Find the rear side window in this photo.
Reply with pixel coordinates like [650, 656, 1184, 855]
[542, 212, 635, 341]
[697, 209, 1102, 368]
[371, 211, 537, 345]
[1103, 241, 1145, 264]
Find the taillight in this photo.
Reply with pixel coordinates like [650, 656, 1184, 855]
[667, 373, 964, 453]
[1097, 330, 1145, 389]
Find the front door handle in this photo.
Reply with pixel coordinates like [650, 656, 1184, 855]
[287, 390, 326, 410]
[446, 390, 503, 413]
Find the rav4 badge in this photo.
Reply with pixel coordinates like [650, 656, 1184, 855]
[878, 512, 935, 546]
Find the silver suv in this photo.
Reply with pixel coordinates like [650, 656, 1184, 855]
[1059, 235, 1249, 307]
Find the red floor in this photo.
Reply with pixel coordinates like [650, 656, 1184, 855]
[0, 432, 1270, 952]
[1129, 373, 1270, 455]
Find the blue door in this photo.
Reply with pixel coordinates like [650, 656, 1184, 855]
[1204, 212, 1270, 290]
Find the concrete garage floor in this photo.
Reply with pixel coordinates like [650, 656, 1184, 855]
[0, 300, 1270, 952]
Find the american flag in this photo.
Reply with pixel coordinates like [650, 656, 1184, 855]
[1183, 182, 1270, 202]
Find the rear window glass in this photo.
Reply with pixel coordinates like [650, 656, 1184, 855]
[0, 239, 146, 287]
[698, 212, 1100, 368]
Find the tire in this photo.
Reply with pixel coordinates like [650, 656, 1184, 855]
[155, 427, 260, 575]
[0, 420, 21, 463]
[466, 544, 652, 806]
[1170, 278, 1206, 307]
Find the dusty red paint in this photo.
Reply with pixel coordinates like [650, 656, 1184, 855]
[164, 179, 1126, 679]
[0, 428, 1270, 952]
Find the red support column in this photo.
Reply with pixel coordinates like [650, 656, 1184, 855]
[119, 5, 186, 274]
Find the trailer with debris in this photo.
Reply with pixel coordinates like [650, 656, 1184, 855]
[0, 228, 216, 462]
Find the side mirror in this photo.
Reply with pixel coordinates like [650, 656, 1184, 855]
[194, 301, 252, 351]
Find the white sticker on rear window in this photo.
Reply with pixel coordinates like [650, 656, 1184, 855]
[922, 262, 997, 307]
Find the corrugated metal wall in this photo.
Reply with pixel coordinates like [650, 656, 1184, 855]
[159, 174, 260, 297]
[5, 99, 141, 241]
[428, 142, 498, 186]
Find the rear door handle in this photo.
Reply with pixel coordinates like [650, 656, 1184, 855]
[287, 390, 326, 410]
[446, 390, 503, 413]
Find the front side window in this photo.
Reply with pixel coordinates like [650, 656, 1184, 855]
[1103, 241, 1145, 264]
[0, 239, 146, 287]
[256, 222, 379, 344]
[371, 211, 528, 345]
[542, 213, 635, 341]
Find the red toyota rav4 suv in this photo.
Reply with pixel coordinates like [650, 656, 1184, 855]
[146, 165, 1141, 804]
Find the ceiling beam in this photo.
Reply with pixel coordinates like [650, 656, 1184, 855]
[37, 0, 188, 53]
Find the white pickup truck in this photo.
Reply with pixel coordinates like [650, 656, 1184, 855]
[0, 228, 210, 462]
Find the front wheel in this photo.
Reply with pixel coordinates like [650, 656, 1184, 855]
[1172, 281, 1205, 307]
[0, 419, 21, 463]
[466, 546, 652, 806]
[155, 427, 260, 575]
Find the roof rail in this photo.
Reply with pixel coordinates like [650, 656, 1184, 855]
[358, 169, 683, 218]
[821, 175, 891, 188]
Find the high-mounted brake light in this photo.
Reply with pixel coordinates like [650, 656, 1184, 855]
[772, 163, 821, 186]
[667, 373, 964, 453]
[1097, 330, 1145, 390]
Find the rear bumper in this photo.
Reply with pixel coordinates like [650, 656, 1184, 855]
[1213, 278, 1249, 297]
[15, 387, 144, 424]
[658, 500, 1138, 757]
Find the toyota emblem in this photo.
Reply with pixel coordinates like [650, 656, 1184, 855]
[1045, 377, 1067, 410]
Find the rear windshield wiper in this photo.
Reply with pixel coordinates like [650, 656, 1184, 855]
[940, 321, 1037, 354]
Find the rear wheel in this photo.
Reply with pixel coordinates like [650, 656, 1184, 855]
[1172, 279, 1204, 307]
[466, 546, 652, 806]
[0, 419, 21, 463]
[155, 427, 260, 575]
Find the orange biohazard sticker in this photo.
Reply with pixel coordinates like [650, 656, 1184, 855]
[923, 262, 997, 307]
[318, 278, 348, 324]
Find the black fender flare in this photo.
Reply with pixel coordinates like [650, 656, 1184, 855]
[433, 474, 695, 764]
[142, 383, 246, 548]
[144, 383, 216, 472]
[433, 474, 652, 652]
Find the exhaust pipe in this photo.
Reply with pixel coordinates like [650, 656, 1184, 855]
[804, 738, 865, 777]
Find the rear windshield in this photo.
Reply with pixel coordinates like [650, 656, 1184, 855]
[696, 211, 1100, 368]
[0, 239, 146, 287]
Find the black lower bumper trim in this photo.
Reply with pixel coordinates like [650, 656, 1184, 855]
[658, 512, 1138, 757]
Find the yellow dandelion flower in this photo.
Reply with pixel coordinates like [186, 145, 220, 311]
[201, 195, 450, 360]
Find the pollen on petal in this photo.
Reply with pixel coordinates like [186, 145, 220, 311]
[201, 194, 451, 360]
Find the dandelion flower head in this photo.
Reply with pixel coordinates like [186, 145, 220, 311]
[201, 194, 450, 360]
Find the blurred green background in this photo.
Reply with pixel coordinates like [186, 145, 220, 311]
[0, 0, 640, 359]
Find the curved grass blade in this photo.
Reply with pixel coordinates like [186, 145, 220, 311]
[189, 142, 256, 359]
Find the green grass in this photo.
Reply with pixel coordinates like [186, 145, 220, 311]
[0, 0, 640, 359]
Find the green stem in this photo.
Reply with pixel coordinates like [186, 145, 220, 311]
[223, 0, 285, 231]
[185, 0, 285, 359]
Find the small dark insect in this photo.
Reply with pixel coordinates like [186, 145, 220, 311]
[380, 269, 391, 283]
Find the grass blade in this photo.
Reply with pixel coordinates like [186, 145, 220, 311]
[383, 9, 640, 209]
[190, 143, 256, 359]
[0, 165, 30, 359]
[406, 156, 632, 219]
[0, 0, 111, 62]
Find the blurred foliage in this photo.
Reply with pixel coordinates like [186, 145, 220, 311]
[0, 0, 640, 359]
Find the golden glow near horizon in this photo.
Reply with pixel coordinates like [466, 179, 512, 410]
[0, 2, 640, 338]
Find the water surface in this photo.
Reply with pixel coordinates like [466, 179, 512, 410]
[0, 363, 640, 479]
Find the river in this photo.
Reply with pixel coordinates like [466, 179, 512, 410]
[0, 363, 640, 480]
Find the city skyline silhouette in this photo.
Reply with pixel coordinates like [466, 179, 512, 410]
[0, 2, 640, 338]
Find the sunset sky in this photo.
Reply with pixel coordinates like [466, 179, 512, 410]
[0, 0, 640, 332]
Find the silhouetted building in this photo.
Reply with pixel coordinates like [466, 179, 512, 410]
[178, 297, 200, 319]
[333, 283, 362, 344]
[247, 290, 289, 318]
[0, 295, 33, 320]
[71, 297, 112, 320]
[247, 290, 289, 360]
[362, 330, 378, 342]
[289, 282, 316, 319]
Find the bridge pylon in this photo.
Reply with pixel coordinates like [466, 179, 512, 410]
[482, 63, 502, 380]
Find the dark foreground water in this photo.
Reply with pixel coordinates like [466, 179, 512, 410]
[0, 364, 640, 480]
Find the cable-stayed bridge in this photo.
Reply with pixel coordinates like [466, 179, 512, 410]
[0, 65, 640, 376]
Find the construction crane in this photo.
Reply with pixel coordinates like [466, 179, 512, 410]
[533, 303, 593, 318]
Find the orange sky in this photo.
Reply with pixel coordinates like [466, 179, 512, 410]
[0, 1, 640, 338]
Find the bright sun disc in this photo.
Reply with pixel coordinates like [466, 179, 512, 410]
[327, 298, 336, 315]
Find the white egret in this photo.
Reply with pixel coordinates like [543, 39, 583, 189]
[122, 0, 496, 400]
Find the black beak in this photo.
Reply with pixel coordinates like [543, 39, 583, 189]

——————

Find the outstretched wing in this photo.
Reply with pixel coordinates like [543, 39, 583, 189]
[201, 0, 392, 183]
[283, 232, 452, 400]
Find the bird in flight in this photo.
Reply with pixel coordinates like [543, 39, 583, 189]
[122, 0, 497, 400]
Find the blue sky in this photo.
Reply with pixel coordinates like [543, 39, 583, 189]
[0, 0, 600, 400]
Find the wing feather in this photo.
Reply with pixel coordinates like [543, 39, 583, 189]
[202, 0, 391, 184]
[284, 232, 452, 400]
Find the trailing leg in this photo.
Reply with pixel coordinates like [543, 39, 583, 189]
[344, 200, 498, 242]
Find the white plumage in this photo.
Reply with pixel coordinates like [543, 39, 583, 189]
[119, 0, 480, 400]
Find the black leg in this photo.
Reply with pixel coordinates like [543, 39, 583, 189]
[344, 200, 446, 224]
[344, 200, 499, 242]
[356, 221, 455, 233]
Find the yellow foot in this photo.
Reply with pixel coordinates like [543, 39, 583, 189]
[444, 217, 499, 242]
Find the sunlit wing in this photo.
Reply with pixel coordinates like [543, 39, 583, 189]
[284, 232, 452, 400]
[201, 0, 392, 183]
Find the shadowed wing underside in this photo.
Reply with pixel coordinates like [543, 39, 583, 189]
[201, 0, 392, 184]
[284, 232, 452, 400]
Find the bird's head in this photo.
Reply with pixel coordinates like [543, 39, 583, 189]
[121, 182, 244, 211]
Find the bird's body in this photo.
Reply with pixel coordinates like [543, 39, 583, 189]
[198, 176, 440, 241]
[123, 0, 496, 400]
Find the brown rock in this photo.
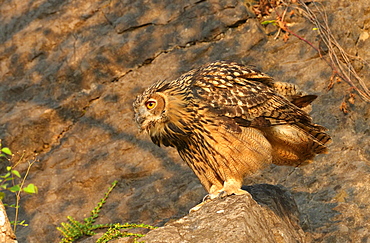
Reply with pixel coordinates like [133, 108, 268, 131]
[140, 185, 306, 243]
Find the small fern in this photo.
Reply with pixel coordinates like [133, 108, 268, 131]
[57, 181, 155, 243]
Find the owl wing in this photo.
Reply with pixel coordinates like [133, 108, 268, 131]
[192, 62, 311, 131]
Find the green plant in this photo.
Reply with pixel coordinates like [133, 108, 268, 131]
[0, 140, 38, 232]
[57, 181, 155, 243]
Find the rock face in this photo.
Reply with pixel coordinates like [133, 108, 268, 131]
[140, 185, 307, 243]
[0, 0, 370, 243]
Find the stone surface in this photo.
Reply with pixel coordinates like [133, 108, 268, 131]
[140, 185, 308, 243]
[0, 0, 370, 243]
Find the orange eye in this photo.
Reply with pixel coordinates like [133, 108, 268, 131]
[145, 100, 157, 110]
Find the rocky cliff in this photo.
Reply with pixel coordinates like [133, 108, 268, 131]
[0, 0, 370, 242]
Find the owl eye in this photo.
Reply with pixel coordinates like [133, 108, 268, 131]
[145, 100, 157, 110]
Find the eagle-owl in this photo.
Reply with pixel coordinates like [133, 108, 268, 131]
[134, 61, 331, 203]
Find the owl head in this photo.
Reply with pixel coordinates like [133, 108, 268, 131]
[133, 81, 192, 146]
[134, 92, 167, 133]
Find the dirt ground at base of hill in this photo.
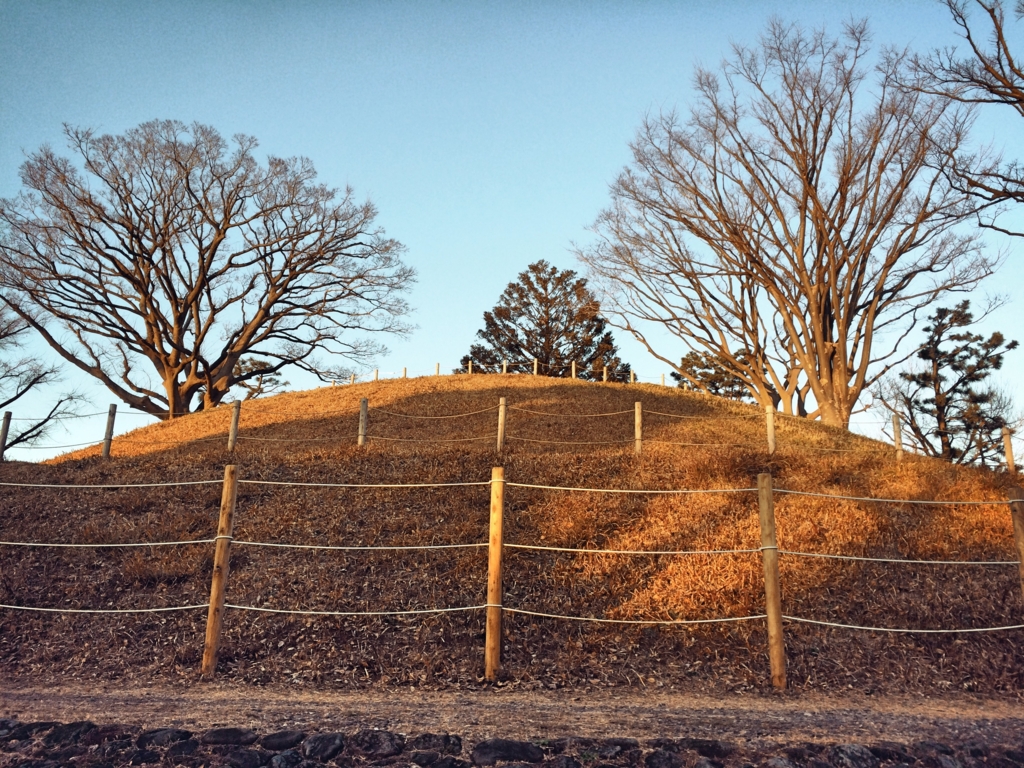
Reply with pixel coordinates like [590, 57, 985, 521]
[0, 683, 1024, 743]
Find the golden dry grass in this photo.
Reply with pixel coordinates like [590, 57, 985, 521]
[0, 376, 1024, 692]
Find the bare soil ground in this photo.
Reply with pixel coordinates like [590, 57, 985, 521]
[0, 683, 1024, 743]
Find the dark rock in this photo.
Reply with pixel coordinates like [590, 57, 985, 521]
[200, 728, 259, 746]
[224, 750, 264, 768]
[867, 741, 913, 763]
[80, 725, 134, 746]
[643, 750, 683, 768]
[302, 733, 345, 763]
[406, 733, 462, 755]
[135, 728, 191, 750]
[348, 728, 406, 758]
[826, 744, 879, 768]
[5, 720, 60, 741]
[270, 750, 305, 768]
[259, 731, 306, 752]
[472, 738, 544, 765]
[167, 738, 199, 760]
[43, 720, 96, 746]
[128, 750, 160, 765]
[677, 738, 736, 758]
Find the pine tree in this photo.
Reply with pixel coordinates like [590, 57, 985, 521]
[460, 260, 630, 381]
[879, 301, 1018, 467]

——————

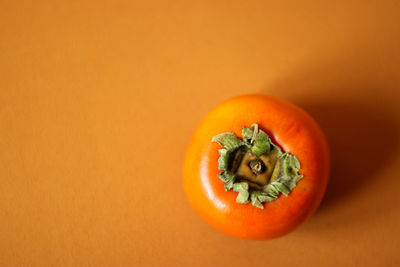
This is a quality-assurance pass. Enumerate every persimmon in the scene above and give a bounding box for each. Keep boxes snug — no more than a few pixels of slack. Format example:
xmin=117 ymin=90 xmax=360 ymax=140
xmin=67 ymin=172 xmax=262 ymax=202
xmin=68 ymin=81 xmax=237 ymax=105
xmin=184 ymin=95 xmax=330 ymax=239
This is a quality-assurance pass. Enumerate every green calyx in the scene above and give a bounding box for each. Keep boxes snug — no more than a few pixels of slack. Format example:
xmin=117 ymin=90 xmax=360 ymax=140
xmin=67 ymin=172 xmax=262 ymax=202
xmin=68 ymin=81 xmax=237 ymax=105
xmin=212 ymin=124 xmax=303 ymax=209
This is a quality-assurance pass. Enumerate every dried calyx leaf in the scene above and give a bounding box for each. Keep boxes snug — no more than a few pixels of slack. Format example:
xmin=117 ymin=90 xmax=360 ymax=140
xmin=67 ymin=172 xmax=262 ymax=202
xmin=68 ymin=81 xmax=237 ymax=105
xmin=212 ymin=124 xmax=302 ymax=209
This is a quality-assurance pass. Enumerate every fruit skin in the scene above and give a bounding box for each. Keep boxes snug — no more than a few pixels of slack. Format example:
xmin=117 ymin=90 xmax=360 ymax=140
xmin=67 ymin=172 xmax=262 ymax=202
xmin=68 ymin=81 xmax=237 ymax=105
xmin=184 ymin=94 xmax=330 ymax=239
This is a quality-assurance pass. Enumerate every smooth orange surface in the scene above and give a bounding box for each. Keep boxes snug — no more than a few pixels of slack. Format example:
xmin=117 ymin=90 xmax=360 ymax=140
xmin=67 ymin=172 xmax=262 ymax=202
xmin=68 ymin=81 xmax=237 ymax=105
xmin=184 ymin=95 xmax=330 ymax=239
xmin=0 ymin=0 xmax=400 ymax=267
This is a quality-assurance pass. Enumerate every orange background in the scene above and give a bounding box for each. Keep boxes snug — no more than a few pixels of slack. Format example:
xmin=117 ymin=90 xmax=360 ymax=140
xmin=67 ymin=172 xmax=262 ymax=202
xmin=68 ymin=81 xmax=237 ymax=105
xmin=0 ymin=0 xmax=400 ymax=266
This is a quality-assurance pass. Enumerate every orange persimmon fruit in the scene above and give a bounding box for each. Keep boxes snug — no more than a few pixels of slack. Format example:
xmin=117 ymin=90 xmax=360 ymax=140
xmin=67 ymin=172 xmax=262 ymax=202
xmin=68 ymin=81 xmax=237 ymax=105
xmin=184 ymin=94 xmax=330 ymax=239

——————

DO THIS =
Print the items again without any changes, from the line containing "This is a quality-assurance pass. Enumerate every dried" through the line containing "xmin=212 ymin=124 xmax=302 ymax=209", with both of those lines included.

RESULT =
This is a quality-assurance pass. Enumerate every dried calyx leaf in the scene above and give a bounding box for each. Keep boxes snug — no more than a few pixels of slack. Format example:
xmin=117 ymin=90 xmax=360 ymax=140
xmin=67 ymin=172 xmax=262 ymax=202
xmin=68 ymin=81 xmax=237 ymax=105
xmin=212 ymin=124 xmax=302 ymax=209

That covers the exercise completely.